══ DATA EXTRACT ══

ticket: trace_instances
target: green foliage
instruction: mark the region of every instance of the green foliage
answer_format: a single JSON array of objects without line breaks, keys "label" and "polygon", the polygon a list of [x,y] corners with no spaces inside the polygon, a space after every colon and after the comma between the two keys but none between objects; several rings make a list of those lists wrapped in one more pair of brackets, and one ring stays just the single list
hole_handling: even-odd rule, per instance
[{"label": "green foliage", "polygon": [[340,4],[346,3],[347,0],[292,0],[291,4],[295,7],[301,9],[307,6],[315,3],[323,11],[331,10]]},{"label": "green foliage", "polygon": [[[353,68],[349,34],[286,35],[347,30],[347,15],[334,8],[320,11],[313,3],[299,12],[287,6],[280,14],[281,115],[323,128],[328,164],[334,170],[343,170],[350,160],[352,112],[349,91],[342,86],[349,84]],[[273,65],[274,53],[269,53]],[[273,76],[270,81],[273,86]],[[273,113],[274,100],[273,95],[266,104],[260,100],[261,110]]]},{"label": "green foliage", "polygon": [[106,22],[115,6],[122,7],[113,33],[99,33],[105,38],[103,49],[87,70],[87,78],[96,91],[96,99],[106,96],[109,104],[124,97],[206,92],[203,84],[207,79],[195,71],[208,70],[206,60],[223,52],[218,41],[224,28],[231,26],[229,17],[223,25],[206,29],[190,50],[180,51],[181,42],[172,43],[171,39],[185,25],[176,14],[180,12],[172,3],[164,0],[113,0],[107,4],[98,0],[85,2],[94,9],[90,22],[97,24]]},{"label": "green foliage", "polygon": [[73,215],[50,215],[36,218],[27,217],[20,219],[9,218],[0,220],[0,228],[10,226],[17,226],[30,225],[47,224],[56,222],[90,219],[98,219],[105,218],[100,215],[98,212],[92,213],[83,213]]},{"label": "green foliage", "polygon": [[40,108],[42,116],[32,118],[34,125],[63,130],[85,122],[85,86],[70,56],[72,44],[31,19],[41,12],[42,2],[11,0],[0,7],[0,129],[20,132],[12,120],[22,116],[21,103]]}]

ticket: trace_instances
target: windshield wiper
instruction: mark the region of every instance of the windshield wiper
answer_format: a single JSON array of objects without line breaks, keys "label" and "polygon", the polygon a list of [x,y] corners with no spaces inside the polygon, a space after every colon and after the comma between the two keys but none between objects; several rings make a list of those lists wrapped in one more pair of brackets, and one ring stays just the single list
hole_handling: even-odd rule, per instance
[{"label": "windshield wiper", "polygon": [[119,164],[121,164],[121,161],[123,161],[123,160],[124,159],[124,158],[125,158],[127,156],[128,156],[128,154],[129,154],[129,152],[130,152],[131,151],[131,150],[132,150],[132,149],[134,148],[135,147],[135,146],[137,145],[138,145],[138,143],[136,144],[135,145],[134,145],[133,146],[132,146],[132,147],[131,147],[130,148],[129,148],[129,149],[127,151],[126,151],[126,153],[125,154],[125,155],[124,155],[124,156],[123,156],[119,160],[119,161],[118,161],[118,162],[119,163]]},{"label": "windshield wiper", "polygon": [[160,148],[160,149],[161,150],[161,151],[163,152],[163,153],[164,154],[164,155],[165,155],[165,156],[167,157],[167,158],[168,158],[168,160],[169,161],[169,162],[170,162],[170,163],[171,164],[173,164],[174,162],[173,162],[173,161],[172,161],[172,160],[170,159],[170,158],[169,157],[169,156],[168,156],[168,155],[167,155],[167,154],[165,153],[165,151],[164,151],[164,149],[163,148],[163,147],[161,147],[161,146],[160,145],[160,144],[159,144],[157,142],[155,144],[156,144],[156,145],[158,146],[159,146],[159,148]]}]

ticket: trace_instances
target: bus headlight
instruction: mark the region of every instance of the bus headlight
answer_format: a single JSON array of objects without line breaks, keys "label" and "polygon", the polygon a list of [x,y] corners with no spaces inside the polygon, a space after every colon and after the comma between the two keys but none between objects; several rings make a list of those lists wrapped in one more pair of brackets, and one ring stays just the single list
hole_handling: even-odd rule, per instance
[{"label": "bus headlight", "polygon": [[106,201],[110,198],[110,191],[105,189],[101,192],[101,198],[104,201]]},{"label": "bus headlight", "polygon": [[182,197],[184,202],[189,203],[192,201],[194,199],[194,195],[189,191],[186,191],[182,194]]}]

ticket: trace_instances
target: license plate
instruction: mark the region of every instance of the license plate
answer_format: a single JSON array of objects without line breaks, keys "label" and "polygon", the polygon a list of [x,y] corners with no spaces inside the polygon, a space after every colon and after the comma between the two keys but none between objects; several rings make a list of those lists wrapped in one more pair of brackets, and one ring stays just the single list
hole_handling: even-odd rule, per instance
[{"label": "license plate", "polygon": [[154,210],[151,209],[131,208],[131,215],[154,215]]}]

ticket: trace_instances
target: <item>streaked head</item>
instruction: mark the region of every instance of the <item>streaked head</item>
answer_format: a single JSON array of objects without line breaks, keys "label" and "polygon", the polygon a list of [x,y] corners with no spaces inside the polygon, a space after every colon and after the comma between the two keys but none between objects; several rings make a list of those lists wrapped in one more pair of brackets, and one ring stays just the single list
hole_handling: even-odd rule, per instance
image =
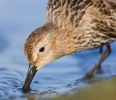
[{"label": "streaked head", "polygon": [[46,24],[33,31],[28,37],[24,51],[29,61],[29,70],[23,91],[29,90],[31,81],[38,69],[62,56],[60,52],[56,55],[57,37],[52,33],[55,33],[54,27],[51,24]]}]

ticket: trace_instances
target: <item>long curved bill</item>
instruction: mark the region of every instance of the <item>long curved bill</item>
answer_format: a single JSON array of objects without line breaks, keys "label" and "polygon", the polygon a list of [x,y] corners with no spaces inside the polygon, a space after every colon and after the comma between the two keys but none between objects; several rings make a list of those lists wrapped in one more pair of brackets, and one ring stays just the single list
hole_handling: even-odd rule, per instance
[{"label": "long curved bill", "polygon": [[37,72],[37,67],[33,66],[32,64],[29,64],[29,69],[27,73],[27,77],[25,80],[25,83],[23,85],[23,92],[28,92],[30,90],[30,84]]}]

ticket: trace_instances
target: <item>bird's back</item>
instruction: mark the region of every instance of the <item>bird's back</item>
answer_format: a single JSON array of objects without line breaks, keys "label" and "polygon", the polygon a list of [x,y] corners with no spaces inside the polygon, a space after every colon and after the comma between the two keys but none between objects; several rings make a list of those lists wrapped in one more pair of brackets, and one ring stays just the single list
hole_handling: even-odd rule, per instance
[{"label": "bird's back", "polygon": [[98,10],[102,16],[111,16],[111,10],[116,14],[116,0],[48,0],[47,22],[63,29],[74,29],[90,8]]},{"label": "bird's back", "polygon": [[48,0],[47,22],[68,31],[80,51],[97,48],[116,40],[116,0]]}]

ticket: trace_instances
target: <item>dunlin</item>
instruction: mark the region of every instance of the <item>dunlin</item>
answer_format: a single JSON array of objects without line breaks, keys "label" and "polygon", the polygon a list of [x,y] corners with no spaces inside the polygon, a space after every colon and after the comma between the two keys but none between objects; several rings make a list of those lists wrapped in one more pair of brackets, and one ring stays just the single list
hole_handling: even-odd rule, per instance
[{"label": "dunlin", "polygon": [[110,44],[116,40],[116,0],[48,0],[46,19],[24,46],[29,69],[23,91],[29,91],[37,70],[74,52],[100,48],[98,63],[84,79],[102,71],[101,64],[111,52]]}]

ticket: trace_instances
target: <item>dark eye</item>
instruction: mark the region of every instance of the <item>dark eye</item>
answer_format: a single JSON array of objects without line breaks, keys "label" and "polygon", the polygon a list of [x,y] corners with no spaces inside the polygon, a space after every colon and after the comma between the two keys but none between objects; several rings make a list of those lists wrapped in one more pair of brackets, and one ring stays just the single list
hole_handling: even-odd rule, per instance
[{"label": "dark eye", "polygon": [[45,50],[45,47],[41,47],[41,48],[39,49],[39,52],[44,52],[44,50]]}]

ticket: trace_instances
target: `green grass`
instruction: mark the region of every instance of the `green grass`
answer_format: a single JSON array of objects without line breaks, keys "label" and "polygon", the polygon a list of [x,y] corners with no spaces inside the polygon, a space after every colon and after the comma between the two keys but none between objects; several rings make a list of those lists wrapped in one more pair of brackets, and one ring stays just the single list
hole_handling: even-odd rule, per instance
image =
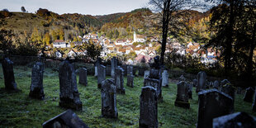
[{"label": "green grass", "polygon": [[[15,78],[20,92],[7,92],[4,89],[3,74],[0,67],[0,127],[41,127],[41,124],[59,115],[66,109],[59,107],[58,73],[46,69],[44,73],[45,99],[39,101],[28,97],[31,69],[15,66]],[[77,77],[78,78],[78,76]],[[88,76],[88,86],[78,84],[83,111],[75,113],[89,127],[139,127],[140,95],[143,78],[135,78],[135,88],[126,87],[126,95],[117,95],[118,119],[101,116],[101,92],[97,88],[97,78]],[[194,88],[193,88],[194,89]],[[193,90],[191,108],[183,109],[174,106],[177,86],[170,84],[163,88],[164,102],[158,106],[159,127],[196,127],[197,118],[197,96]],[[235,111],[245,111],[256,116],[251,110],[251,103],[243,102],[242,95],[236,95]]]}]

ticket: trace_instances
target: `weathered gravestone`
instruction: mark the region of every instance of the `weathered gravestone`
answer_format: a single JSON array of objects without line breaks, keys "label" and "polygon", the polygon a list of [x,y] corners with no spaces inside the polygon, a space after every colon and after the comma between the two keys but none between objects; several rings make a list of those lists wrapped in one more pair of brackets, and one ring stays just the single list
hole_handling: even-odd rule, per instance
[{"label": "weathered gravestone", "polygon": [[43,123],[43,128],[88,128],[70,109]]},{"label": "weathered gravestone", "polygon": [[188,102],[188,86],[184,81],[181,81],[177,84],[177,97],[174,102],[176,107],[183,108],[189,108],[190,104]]},{"label": "weathered gravestone", "polygon": [[116,88],[114,79],[106,79],[102,85],[102,115],[110,118],[117,118]]},{"label": "weathered gravestone", "polygon": [[254,92],[254,103],[253,103],[253,111],[256,111],[256,90]]},{"label": "weathered gravestone", "polygon": [[233,100],[235,100],[235,88],[231,84],[227,83],[225,85],[223,85],[221,88],[221,92],[230,95],[233,98]]},{"label": "weathered gravestone", "polygon": [[44,64],[36,62],[32,68],[31,85],[29,97],[43,100],[45,98],[43,88]]},{"label": "weathered gravestone", "polygon": [[217,89],[198,92],[197,128],[211,128],[213,118],[234,111],[233,98]]},{"label": "weathered gravestone", "polygon": [[217,80],[214,81],[213,88],[219,89],[219,82]]},{"label": "weathered gravestone", "polygon": [[196,89],[197,92],[206,89],[206,77],[207,75],[204,71],[201,71],[197,73],[197,86]]},{"label": "weathered gravestone", "polygon": [[254,97],[254,89],[251,87],[246,89],[246,92],[244,97],[244,102],[252,102]]},{"label": "weathered gravestone", "polygon": [[87,86],[87,69],[81,68],[79,70],[79,83]]},{"label": "weathered gravestone", "polygon": [[193,87],[197,86],[197,79],[193,79]]},{"label": "weathered gravestone", "polygon": [[124,88],[124,69],[121,67],[117,67],[115,71],[115,85],[116,86],[117,93],[126,93],[126,88]]},{"label": "weathered gravestone", "polygon": [[186,78],[183,76],[183,75],[181,75],[179,78],[178,78],[178,81],[186,81]]},{"label": "weathered gravestone", "polygon": [[7,90],[18,91],[13,73],[13,62],[5,58],[2,64],[4,85]]},{"label": "weathered gravestone", "polygon": [[117,59],[113,57],[111,59],[111,78],[115,78],[115,70],[117,68]]},{"label": "weathered gravestone", "polygon": [[151,86],[156,89],[158,101],[162,102],[162,78],[159,69],[151,69],[149,76],[145,78],[144,86]]},{"label": "weathered gravestone", "polygon": [[102,82],[106,79],[106,67],[100,65],[97,68],[97,88],[102,88]]},{"label": "weathered gravestone", "polygon": [[140,127],[157,128],[158,98],[156,89],[151,86],[143,87],[140,97]]},{"label": "weathered gravestone", "polygon": [[253,128],[256,119],[245,112],[237,112],[213,119],[213,128]]},{"label": "weathered gravestone", "polygon": [[82,102],[77,88],[77,78],[73,65],[69,60],[60,63],[59,78],[59,106],[74,110],[82,110]]},{"label": "weathered gravestone", "polygon": [[101,58],[97,58],[95,64],[94,64],[94,76],[97,77],[97,67],[99,67],[102,64],[102,59]]},{"label": "weathered gravestone", "polygon": [[169,84],[169,81],[168,81],[168,70],[164,70],[164,72],[162,73],[162,86],[163,87],[168,87]]}]

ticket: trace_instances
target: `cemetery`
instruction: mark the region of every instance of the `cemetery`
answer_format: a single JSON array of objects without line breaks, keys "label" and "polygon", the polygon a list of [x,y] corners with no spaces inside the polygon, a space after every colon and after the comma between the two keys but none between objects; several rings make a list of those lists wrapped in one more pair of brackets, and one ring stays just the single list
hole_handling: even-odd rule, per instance
[{"label": "cemetery", "polygon": [[1,126],[256,126],[254,88],[238,91],[227,79],[208,80],[204,71],[173,78],[158,61],[140,74],[132,65],[117,65],[116,58],[111,65],[97,60],[91,67],[65,59],[57,69],[40,59],[24,65],[5,58]]}]

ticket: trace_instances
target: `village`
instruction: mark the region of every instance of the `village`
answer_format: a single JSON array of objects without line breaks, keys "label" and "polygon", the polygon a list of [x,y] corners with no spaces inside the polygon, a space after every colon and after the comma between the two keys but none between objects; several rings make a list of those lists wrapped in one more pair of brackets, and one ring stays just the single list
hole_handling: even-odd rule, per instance
[{"label": "village", "polygon": [[[57,50],[59,48],[71,48],[66,55],[74,58],[78,55],[86,55],[87,50],[78,50],[76,47],[81,46],[83,43],[88,43],[89,40],[92,40],[94,44],[100,44],[102,46],[102,50],[99,56],[101,58],[104,58],[108,55],[124,56],[134,52],[136,57],[126,61],[128,64],[135,64],[141,63],[141,61],[150,62],[154,56],[159,55],[157,49],[161,48],[161,45],[159,43],[161,40],[160,38],[156,36],[147,38],[146,36],[138,35],[135,31],[134,32],[133,39],[117,39],[113,40],[108,39],[104,35],[98,36],[97,33],[88,33],[83,37],[78,36],[78,38],[80,38],[81,41],[67,42],[63,40],[56,40],[53,42],[52,47]],[[73,48],[72,45],[73,45]],[[50,45],[48,45],[46,49],[50,47]],[[216,54],[216,50],[212,48],[205,50],[201,49],[203,45],[200,45],[199,43],[187,42],[185,45],[174,39],[168,38],[165,54],[174,51],[175,54],[182,56],[191,55],[192,58],[200,58],[202,64],[216,63],[216,56],[220,56],[220,53]],[[60,59],[64,57],[64,53],[57,50],[55,53],[46,52],[46,54],[48,56],[54,55],[56,58]]]}]

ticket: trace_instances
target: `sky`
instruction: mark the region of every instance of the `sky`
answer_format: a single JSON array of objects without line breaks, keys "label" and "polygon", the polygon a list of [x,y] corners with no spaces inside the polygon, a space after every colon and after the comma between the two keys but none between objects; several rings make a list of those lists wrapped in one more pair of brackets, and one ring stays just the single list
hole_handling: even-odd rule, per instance
[{"label": "sky", "polygon": [[21,12],[23,6],[28,12],[45,8],[58,14],[79,13],[89,15],[106,15],[127,12],[146,7],[149,0],[0,0],[0,10]]}]

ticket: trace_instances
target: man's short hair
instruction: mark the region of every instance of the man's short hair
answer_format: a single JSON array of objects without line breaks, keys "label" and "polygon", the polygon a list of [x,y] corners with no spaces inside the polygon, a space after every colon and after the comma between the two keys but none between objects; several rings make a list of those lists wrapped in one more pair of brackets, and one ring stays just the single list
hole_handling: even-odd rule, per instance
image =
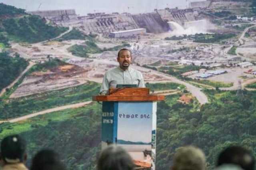
[{"label": "man's short hair", "polygon": [[234,164],[244,170],[254,169],[255,159],[249,150],[239,146],[228,147],[222,151],[218,157],[217,166],[224,164]]},{"label": "man's short hair", "polygon": [[22,162],[26,148],[26,141],[20,135],[14,134],[6,136],[1,142],[2,159],[6,163]]},{"label": "man's short hair", "polygon": [[128,51],[129,52],[130,52],[130,53],[131,54],[131,56],[132,56],[132,52],[131,51],[130,49],[127,49],[127,48],[122,48],[122,49],[120,50],[119,51],[118,51],[118,53],[117,54],[117,57],[119,57],[119,55],[120,55],[120,53],[122,51]]},{"label": "man's short hair", "polygon": [[60,161],[59,154],[50,149],[38,152],[32,160],[31,170],[62,170],[66,167]]},{"label": "man's short hair", "polygon": [[206,162],[202,150],[193,146],[181,147],[174,154],[173,170],[204,170]]},{"label": "man's short hair", "polygon": [[129,154],[121,146],[114,144],[103,150],[97,164],[98,170],[132,170],[134,167]]}]

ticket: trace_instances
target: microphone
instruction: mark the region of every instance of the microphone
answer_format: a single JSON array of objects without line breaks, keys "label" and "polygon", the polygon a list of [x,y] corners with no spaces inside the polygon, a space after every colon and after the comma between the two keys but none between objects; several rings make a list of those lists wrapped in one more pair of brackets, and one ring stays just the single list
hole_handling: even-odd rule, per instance
[{"label": "microphone", "polygon": [[137,87],[139,87],[139,85],[140,85],[140,80],[139,79],[137,79],[137,80],[138,80],[138,84],[137,85]]}]

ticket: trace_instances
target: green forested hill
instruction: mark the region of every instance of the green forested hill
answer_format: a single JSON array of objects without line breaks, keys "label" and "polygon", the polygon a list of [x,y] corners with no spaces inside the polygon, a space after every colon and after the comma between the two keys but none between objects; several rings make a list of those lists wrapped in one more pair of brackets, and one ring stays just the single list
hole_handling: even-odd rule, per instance
[{"label": "green forested hill", "polygon": [[27,162],[43,148],[54,149],[69,170],[95,170],[100,150],[101,108],[98,104],[47,114],[22,123],[0,124],[0,138],[20,134],[27,141]]},{"label": "green forested hill", "polygon": [[2,25],[11,39],[30,43],[54,38],[68,30],[47,25],[41,18],[34,15],[8,19],[2,22]]},{"label": "green forested hill", "polygon": [[18,54],[12,57],[7,53],[0,53],[0,91],[14,81],[28,65]]},{"label": "green forested hill", "polygon": [[14,17],[26,14],[25,10],[17,8],[13,6],[0,3],[0,18]]},{"label": "green forested hill", "polygon": [[175,102],[178,96],[158,103],[156,169],[169,169],[175,150],[190,144],[203,150],[210,169],[220,151],[230,145],[246,147],[256,155],[256,93],[244,91],[239,98],[236,91],[205,92],[212,103],[198,110]]},{"label": "green forested hill", "polygon": [[[205,92],[211,103],[202,108],[196,102],[178,103],[178,94],[158,103],[156,170],[170,169],[176,150],[189,144],[204,151],[209,170],[214,169],[220,151],[230,145],[246,147],[256,155],[256,93],[244,91],[240,98],[235,91]],[[95,170],[100,148],[101,112],[101,106],[95,103],[0,124],[0,138],[21,133],[28,140],[30,156],[42,148],[54,148],[70,169]]]}]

═══

Count the lines in the material above that contain the string "cemetery", and reply with only that number.

3